- _Work required_
Reproduce each entry below verbatim.

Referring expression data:
# # # # # # #

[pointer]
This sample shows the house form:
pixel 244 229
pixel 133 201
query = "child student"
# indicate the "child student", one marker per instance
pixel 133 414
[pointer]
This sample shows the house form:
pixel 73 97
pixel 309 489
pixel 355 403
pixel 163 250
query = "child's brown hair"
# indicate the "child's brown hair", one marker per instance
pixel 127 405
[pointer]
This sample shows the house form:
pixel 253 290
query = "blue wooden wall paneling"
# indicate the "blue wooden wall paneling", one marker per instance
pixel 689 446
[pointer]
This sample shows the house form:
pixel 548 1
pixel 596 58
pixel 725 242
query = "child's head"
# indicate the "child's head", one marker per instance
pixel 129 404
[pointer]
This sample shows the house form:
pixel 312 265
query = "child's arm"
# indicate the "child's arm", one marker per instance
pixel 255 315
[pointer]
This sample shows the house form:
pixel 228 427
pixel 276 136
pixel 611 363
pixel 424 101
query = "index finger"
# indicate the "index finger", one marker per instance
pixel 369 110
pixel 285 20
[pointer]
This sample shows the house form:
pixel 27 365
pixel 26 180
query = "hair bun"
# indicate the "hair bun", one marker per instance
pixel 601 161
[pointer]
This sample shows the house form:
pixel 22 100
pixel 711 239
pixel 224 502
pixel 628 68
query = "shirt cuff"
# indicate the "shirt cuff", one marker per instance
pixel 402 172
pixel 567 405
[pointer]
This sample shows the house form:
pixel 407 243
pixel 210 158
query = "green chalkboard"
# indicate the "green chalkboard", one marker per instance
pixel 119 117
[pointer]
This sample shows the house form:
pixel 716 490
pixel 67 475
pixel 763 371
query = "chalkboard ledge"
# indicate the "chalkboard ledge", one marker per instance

# # # # # # #

- _Exercise response_
[pointer]
This sample shows the house form:
pixel 244 229
pixel 133 201
query = "child student"
# indicate the "child student", one marker per instance
pixel 133 414
[pointer]
This sample shows the house form:
pixel 73 97
pixel 309 489
pixel 355 403
pixel 163 250
query = "child's brown hair"
# indicate the "child's brown hair", one marker per instance
pixel 127 405
[pointer]
This sample shows the house form:
pixel 253 290
query = "blue wooden wall paneling"
# indicate the "blue wooden wall paneling", one marker per instance
pixel 689 446
[pointer]
This sample shows the house form:
pixel 548 1
pixel 596 58
pixel 725 242
query = "child's head"
# indicate the "child's head", one marker per instance
pixel 129 404
[pointer]
This sample shows the house form:
pixel 312 265
query = "child's arm"
# indicate the "child's arm", one marker per instance
pixel 255 315
[pointer]
This sample shows the house form:
pixel 228 427
pixel 276 136
pixel 611 363
pixel 424 101
query = "index finger"
# indicate the "index finger", one marker per instance
pixel 369 110
pixel 285 20
[pointer]
This sample shows the house form:
pixel 27 365
pixel 26 180
query = "hair bun"
# indicate the "hair bun", one marker per instance
pixel 601 161
[pointer]
This sample shows the house form:
pixel 22 100
pixel 711 239
pixel 224 502
pixel 628 68
query = "shirt cuff"
# indicate the "shirt cuff", one marker per instance
pixel 402 172
pixel 567 405
[pointer]
This sample shows the house form:
pixel 407 243
pixel 210 158
query = "green chalkboard"
# indicate the "green chalkboard", one marker per instance
pixel 119 117
[pointer]
This sample shows the house form:
pixel 716 490
pixel 67 475
pixel 763 371
query = "chalkboard ledge"
# indicate the "chalkboard ledge", one marker per instance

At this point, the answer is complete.